#### [Data supplied]
■ ■ ■ ■ ■

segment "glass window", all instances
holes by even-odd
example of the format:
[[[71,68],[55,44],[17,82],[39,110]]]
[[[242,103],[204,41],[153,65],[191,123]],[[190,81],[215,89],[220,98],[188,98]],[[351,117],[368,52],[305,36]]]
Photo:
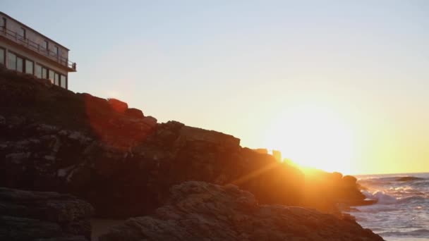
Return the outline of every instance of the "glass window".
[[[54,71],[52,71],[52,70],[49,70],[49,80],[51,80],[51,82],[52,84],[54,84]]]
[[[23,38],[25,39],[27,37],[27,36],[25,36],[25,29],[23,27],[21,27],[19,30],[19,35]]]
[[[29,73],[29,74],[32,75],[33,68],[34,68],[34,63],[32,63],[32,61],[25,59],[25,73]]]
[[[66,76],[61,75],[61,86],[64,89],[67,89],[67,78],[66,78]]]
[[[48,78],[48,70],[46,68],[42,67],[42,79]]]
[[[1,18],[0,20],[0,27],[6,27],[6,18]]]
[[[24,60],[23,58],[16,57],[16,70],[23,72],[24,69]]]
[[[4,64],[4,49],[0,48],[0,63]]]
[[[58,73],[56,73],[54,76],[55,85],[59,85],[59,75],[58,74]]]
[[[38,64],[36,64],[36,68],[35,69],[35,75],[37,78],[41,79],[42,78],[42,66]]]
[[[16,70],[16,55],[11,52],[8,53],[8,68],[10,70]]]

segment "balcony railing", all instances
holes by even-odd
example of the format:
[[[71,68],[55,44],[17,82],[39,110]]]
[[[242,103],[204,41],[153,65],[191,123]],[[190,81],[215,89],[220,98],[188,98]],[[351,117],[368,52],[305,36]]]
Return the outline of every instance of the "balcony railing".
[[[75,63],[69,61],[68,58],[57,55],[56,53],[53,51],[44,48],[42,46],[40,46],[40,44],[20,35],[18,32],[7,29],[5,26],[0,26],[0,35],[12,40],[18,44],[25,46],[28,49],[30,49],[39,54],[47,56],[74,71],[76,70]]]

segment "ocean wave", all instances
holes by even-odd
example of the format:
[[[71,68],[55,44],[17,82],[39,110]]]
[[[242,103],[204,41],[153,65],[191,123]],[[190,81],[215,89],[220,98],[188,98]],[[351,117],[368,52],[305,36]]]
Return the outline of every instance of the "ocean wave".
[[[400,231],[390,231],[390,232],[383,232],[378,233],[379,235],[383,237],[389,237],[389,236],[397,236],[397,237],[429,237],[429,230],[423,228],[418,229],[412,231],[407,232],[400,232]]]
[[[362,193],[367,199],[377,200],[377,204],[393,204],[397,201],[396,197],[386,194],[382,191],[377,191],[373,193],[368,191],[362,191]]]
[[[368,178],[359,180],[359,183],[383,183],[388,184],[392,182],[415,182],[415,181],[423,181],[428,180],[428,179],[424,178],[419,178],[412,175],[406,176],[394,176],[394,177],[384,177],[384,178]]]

■ ■ ■ ■ ■

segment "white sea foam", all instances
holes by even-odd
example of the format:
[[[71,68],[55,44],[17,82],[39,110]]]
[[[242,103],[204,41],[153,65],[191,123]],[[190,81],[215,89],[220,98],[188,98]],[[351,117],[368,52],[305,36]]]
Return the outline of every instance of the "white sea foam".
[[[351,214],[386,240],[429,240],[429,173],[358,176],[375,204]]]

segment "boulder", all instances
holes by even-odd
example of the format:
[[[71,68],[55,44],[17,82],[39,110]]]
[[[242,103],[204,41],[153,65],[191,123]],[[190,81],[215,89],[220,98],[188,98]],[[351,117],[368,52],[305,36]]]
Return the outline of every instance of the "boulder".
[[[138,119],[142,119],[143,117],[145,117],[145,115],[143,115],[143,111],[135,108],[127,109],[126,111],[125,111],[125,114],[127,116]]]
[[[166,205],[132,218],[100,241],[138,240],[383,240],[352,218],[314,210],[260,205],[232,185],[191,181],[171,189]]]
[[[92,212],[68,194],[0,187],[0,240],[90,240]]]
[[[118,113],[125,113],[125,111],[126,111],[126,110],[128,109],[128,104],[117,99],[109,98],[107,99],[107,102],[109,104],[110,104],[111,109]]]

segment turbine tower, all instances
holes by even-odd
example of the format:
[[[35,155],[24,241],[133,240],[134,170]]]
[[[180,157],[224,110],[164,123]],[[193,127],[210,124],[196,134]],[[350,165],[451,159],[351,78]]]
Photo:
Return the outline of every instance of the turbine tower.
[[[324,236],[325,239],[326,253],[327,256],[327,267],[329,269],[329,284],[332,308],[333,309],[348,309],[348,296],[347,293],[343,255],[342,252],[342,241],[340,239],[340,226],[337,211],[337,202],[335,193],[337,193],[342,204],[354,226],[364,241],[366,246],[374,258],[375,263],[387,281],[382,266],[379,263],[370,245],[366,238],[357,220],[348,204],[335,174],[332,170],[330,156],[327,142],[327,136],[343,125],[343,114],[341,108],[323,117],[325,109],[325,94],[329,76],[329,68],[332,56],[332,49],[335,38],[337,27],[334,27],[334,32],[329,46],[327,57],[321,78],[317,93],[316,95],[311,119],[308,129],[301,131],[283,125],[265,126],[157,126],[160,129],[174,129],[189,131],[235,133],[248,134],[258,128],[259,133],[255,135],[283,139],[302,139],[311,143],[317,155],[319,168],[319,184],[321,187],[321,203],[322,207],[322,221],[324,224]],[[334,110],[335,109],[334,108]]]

■ ■ ■ ■ ■

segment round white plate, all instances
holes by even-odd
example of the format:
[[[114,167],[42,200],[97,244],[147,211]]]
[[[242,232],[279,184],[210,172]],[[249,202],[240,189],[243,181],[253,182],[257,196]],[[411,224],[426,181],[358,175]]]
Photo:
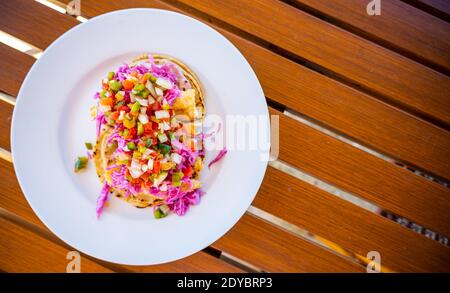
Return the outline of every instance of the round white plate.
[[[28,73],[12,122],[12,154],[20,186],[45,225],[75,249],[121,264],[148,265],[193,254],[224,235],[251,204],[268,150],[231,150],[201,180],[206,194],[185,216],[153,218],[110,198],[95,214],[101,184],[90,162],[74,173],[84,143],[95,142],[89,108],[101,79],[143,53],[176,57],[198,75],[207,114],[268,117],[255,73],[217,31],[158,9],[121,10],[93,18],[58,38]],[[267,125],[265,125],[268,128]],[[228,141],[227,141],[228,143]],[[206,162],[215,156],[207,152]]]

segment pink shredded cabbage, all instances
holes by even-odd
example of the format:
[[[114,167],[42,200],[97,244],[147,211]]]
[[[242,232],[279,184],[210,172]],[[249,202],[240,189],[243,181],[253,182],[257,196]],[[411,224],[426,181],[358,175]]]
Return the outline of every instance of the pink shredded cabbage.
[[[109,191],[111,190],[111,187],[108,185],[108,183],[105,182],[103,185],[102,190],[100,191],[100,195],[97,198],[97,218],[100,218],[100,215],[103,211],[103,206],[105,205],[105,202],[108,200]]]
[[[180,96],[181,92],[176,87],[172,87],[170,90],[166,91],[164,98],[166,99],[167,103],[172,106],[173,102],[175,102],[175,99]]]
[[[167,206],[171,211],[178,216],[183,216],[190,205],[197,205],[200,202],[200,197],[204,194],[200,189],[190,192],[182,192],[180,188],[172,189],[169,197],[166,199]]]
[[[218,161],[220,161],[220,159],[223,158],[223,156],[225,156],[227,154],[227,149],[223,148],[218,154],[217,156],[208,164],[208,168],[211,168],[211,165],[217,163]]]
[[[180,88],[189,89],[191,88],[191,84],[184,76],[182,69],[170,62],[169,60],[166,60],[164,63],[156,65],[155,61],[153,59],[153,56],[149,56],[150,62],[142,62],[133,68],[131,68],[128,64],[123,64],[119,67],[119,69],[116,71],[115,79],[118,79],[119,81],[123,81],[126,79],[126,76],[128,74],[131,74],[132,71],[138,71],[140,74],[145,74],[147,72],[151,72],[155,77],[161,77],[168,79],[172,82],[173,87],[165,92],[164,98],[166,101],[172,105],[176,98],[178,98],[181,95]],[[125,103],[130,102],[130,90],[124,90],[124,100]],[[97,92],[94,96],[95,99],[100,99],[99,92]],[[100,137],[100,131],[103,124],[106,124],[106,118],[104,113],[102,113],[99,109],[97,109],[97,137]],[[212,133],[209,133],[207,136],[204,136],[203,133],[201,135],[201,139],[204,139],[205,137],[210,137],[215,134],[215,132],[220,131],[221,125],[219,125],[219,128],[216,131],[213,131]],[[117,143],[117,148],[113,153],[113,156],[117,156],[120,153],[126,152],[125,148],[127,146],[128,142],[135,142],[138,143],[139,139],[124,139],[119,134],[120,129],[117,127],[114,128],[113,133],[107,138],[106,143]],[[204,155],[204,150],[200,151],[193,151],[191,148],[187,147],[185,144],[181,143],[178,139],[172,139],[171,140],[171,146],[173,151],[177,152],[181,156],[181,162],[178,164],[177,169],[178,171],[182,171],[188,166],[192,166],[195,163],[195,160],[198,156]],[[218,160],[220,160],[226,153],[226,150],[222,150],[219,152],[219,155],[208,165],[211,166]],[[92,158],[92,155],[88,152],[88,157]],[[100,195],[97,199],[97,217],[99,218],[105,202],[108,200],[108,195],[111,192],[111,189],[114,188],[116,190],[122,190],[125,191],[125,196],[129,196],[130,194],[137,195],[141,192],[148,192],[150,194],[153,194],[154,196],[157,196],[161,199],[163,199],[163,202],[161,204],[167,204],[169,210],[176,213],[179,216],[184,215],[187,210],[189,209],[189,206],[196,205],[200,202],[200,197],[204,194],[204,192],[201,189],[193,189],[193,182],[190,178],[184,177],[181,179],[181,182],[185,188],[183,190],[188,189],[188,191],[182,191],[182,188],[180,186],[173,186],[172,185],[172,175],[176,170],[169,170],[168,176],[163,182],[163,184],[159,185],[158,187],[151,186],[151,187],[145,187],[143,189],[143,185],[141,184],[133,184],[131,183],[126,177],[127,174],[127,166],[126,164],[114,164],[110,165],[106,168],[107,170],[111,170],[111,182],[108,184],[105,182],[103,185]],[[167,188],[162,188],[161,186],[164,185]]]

■ ■ ■ ■ ■

#### [Task prompt]
Write out again the lines from the one containing "segment round white plate, all instances" through the one containing "Return the outline of every instance of the round", both included, and leave the pictures out.

#### [Solution for this exercise]
segment round white plate, all instances
holes by even-odd
example of the format:
[[[114,167],[42,200],[97,244],[147,211]]]
[[[242,232],[279,184],[210,172]],[[249,202],[240,189],[243,181],[253,182],[257,196]],[[411,224],[426,181],[358,175]]]
Photo:
Return the outline of every instance of the round white plate.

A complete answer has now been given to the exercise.